▸ **Your objective**:
Copy word for word the lines in the records below, starting at the line that contains "Reviewer note: see that each instance of the honeysuckle" and ending at the last line of the records, with both of those lines included.

▸ **Records provided**:
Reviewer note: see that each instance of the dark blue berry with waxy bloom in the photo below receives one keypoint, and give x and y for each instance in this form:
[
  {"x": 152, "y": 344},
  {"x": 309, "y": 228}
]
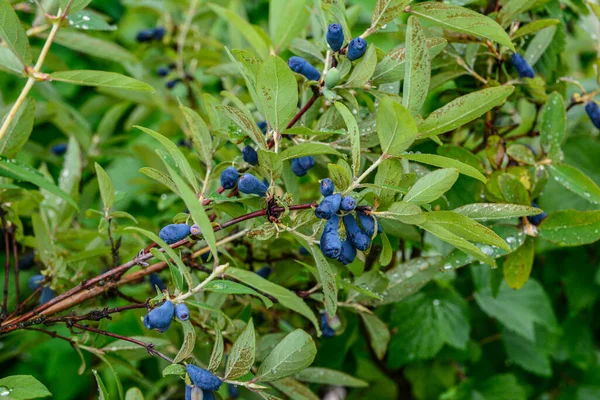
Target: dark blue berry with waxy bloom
[
  {"x": 202, "y": 378},
  {"x": 359, "y": 239},
  {"x": 593, "y": 111},
  {"x": 330, "y": 242},
  {"x": 173, "y": 233},
  {"x": 160, "y": 318},
  {"x": 523, "y": 68},
  {"x": 356, "y": 48},
  {"x": 250, "y": 155},
  {"x": 35, "y": 281},
  {"x": 229, "y": 178},
  {"x": 250, "y": 184},
  {"x": 182, "y": 312},
  {"x": 335, "y": 36},
  {"x": 348, "y": 203},
  {"x": 303, "y": 67},
  {"x": 329, "y": 206},
  {"x": 327, "y": 187},
  {"x": 348, "y": 253}
]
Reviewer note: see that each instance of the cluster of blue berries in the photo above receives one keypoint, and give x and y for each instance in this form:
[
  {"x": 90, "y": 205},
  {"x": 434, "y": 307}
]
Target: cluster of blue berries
[
  {"x": 247, "y": 183},
  {"x": 150, "y": 35},
  {"x": 357, "y": 238},
  {"x": 160, "y": 318}
]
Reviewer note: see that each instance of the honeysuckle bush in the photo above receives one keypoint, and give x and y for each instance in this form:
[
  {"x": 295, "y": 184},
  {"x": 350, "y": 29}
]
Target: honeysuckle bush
[{"x": 300, "y": 199}]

▸ **Solution**:
Reviewer note: see that each instance of the honeysuckle bush in the photo above receives one keypoint, and give x and y for each instance in this form:
[
  {"x": 295, "y": 184},
  {"x": 350, "y": 29}
]
Target: honeysuckle bush
[{"x": 300, "y": 199}]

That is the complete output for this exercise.